:: Textauszug

Schewat/ Paraschat Beschalach

Raw Frand zu Parschat Ha'asinu 5770

Am Rosch Haschana richten wir uns an unseren Vater, unseren König

Parschat Ha’asinu beinhaltet den berühmten Passuk: "Wie ein Adler sein Nest weckt, über seinen Jungen schwebt, seine Flügel ausbreitet, sie nimmt, sie auf seinen Fittichen trägt." [Dewarim 32:11].

Das Lied von Ha’asinu, geschrieben am letzten Tag von Mosche Rabbejnus Leben, beschreibt unter anderem die Beziehung zwischen dem jüdischen Volk und Haschem. Raschi arbeitet beim oben zitierten Pasuk folgende Metapher aus. Der Adler ist ein riesiger Vogel. Aufgrund seiner Grösse und seiner Kraft gleicht er aus der Nähe betrachtet, eher einem Tier als einem Vogel. Die Flügelspannweite eines Adlers ist furchteinflössend! Wenn ein Adler zu seinem Nest zurückkehrt und über den kleinen Adlerjungen schwebt, bemüht er sich sehr, die jungen, unreifen Vögel nicht zu verängstigen. Aus Mitleid mit diesen kleinen Vögeln, schiesst der Adler nicht plötzlich auf sein Nest hinab. Vielmehr schlägt er mit seinen Flügeln gegen die Zweige, sodass die kleinen Vögel wissen, dass ihr Vater/ ihre Mutter kommt. Die kleinen Adlerjungen werden gewarnt. Sie können sich vorbereiten, damit die Landung des Adlers ihnen nicht schaden wird.

::::

■ Arbeitsauftrag 1
Schreib die Liste unten vollständig neu und ersetze darin "photo" überall durch "image", ohne sonst etwas zu verändern. Die Bilder lässt du in deiner Antwort weg.

:: Liste zur Aufgabe

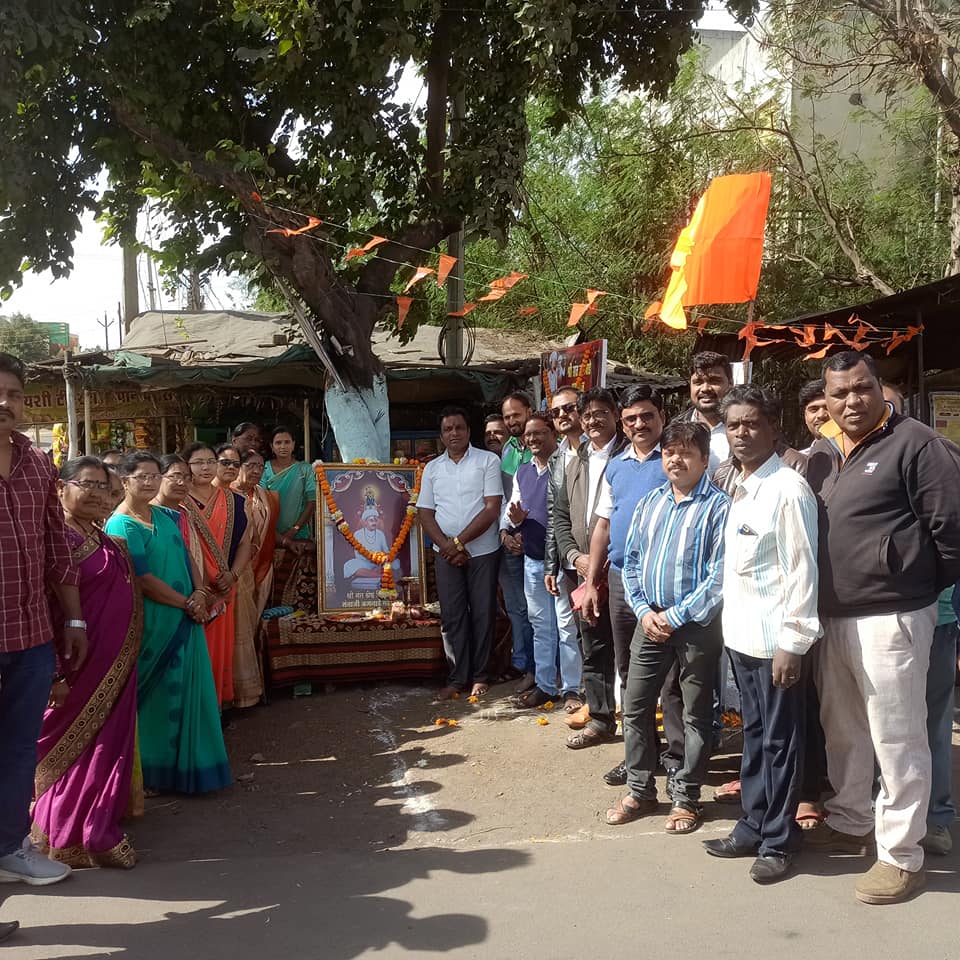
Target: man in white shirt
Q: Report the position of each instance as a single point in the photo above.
(770, 584)
(710, 378)
(459, 508)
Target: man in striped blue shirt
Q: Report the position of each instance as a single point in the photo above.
(673, 566)
(770, 622)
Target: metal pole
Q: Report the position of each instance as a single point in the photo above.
(87, 425)
(71, 395)
(923, 414)
(453, 342)
(306, 431)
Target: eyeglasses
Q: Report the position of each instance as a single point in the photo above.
(638, 418)
(89, 485)
(595, 415)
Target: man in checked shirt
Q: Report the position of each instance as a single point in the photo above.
(34, 556)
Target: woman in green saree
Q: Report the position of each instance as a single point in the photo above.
(296, 485)
(181, 742)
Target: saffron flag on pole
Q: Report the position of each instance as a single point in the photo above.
(718, 254)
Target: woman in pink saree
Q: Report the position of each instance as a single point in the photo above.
(86, 746)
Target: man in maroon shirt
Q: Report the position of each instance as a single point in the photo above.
(35, 557)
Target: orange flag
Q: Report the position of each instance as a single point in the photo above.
(418, 276)
(403, 308)
(447, 263)
(577, 310)
(718, 254)
(366, 248)
(312, 224)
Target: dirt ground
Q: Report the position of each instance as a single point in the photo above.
(359, 827)
(369, 766)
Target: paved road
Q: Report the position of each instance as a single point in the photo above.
(508, 866)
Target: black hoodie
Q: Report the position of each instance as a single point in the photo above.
(889, 520)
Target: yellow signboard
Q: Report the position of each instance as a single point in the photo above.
(48, 404)
(945, 408)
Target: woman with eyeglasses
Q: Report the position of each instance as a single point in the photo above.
(181, 743)
(218, 523)
(263, 509)
(86, 747)
(296, 485)
(247, 672)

::::

■ Arbeitsauftrag 2
Beantworte anhand des Textauszugs:
(a) An welchem Tag von Mosche Rabbejnus Leben wurde das Lied von Ha'asinu geschrieben?
(b) Welche Stellenangabe steht hinter dem zitierten Passuk?
(c) Wogegen schlägt der Adler mit seinen Flügeln, wenn er zum Nest zurückkehrt?

■ Musterlösung 1
Target: man in white shirt
Q: Report the position of each instance as a single point in the image above.
(770, 584)
(710, 378)
(459, 508)
Target: man in striped blue shirt
Q: Report the position of each instance as a single point in the image above.
(673, 566)
(770, 622)
Target: metal pole
Q: Report the position of each instance as a single point in the image above.
(87, 425)
(71, 395)
(923, 414)
(453, 342)
(306, 431)
Target: eyeglasses
Q: Report the position of each instance as a single point in the image above.
(638, 418)
(89, 485)
(595, 415)
Target: man in checked shirt
Q: Report the position of each instance as a single point in the image above.
(34, 556)
Target: woman in green saree
Q: Report the position of each instance as a single point in the image above.
(296, 485)
(181, 742)
Target: saffron flag on pole
Q: Report the position of each instance as a single point in the image above.
(718, 254)
Target: woman in pink saree
Q: Report the position of each instance as a single point in the image above.
(86, 746)
Target: man in maroon shirt
Q: Report the position of each instance as a single point in the image above.
(35, 557)
Target: orange flag
Q: Report the position of each instance as a single point in the image above.
(418, 276)
(403, 308)
(447, 263)
(577, 310)
(718, 254)
(366, 248)
(312, 224)
Target: dirt ground
Q: Report the position of each instance as a single point in the image above.
(359, 827)
(369, 766)
Target: paved road
Q: Report the position of each instance as a single point in the image above.
(508, 866)
Target: black hoodie
Q: Report the position of each instance as a single point in the image above.
(889, 520)
Target: yellow signboard
Q: Report the position of each instance as a single point in the image above.
(48, 404)
(945, 408)
Target: woman with eyeglasses
Q: Report the position of each instance as a single point in the image above.
(181, 743)
(218, 523)
(263, 509)
(86, 747)
(296, 485)
(247, 672)

■ Musterlösung 2
(a) Am letzten Tag seines Lebens.
(b) Dewarim 32:11.
(c) Gegen die Zweige.